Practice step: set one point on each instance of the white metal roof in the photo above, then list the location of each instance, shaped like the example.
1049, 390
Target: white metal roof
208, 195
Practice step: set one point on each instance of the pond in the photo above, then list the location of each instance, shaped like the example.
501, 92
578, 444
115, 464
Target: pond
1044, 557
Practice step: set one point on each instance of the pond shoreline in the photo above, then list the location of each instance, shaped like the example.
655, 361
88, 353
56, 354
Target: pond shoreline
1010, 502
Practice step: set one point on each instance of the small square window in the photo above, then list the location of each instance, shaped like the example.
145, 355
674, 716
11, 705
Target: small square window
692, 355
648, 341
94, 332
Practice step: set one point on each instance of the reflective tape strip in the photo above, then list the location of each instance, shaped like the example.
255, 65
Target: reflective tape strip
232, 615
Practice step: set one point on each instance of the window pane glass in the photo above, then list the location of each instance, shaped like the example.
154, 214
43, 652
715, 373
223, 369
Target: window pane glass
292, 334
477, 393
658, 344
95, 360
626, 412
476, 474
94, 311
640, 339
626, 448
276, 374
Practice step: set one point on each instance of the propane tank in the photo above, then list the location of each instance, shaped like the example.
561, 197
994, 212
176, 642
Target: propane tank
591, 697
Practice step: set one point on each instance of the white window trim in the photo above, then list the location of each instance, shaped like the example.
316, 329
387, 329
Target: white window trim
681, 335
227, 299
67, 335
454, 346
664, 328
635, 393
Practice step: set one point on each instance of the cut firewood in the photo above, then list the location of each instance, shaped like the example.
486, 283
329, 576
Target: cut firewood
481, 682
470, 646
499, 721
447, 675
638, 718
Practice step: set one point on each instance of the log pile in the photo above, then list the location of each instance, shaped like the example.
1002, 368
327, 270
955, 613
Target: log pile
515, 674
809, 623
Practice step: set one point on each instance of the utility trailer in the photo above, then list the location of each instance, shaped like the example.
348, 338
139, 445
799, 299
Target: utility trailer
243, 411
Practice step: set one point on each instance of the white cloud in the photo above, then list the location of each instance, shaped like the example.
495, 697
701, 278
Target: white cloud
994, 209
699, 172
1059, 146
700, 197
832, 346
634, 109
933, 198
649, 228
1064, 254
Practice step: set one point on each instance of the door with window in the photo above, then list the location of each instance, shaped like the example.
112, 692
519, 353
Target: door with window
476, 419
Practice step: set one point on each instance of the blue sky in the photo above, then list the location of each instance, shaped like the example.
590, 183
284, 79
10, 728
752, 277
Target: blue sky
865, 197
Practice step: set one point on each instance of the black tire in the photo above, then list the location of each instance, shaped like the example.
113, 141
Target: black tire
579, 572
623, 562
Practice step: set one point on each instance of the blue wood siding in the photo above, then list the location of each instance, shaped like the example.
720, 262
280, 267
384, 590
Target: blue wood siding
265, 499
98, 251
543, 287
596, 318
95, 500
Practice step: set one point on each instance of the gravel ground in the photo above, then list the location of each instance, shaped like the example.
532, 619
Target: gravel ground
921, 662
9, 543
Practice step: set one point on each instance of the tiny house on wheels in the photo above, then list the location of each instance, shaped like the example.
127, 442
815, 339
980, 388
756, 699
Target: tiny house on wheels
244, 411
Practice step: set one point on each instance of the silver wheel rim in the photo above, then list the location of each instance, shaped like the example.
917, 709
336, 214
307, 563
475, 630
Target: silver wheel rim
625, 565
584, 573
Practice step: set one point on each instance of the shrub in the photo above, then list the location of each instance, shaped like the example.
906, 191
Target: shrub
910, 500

# Short exercise
Reproduce the whole listing, renaming "Practice step" to "Exercise" wherever it occurs and keeping every other line identical.

# Result below
Exercise: set one point on each instance of the white metal roof in the photo above, then list the location of each instance, shaped like the example.
1049, 390
Target: white metal roof
208, 195
Exercise: set one point on each instance of the pond in the photo above, then list the location of each instance, shaped like the example.
501, 92
578, 444
115, 464
Target: pond
1044, 557
Exercise: set one point on each instance of the pond shoreline in the photo above, then list the location of each instance, shaped like the example.
655, 361
88, 353
56, 354
Target: pond shoreline
1010, 502
Exercise: set one point on each instance of the small square window in the photo above, then list the location of each instance, shaped like the example.
145, 355
674, 716
11, 705
Target: small square window
692, 355
648, 341
94, 332
Exercise: set one point on each instance of the reflective tape strip in the photo above, then list the location of each instance, shaped like the example.
255, 65
Target: reflective tape strip
232, 615
Exercise: set one point on each instance of the window pane glass in the photo above, then list the location of each instance, shaped like the example.
154, 214
43, 652
715, 373
223, 369
Target: window pane glass
292, 334
477, 393
658, 344
95, 360
626, 412
476, 474
94, 311
640, 339
626, 448
276, 374
Exercise: set one point on each instance of the propane tank in the photo above, then list the location of each instance, shaped like the example.
561, 197
994, 212
176, 642
Target: propane tank
591, 697
Exercise: set one point on each instance of the white window trim in the photo above, then list the location of each instance, shaped like the example.
316, 329
387, 329
Target: white window trim
681, 335
227, 299
67, 335
454, 346
664, 328
635, 393
Exercise: set one point on each instance of the cut firewood in the photo above, then list the location of each instance, shaped like the example.
486, 283
329, 576
Target: cut firewood
481, 682
470, 646
499, 721
447, 675
638, 718
Exercise: set one point on each instance of the log pile in the photo above, then list the location of each instance, shaped like the example.
1002, 368
327, 270
955, 613
Target: log pile
515, 674
809, 623
Exercise: set one point on each instance of the utility trailer in the photo above, then list the location of each instance, shaped like the example.
348, 338
139, 445
799, 299
Target: utility trailer
243, 411
Exercise: set one point on each instance of the white cloud in the photo above, then list the location of each instance, shaped like the example.
495, 697
701, 278
Target: white cloud
994, 209
699, 172
1059, 146
700, 197
832, 346
634, 109
933, 198
649, 228
1064, 254
Exercise: set one point on each instance of the door with window in the photo above, then list the location of each instance, shaped like the example.
112, 692
519, 353
Target: door with window
476, 419
Exercise: set one point on each instance of the blue sky in the photo above, then list the location of each instance, shaped like the example.
590, 183
284, 79
10, 728
752, 277
Target: blue sky
865, 197
Exercise: set one point on each instance of the black tire in the photo above, then list the location of each instance, shaped like the example.
113, 141
Target: black tire
579, 572
623, 562
Exercise: set one point on each instance of the blue wood siding in the photo above, then list the location of each instance, shaped like the example.
720, 262
280, 267
384, 590
Target: blue wood siding
265, 499
98, 251
543, 287
596, 318
95, 500
Exercise: set one point on each instance of the gravel ground in the photo above, then list the location of each instance, shaped like the example.
532, 619
Target: gravel ground
921, 662
9, 543
Exercise: set one point on each instance of the tiny house on wheels in the photo above, then list the location of each instance, shaped like the example.
127, 442
815, 339
980, 388
756, 699
Target: tiny house on wheels
244, 411
Exercise: set one point on each instance of the silver wheel rim in the photo above, then list the location of each instance, shaped like the example.
917, 709
336, 214
307, 563
475, 630
Target: silver wheel rim
625, 565
584, 573
Exercise: set one point on each instance of the shrub in the photo above, then list the location of each instance, shaped like the example.
906, 191
Target: shrub
910, 500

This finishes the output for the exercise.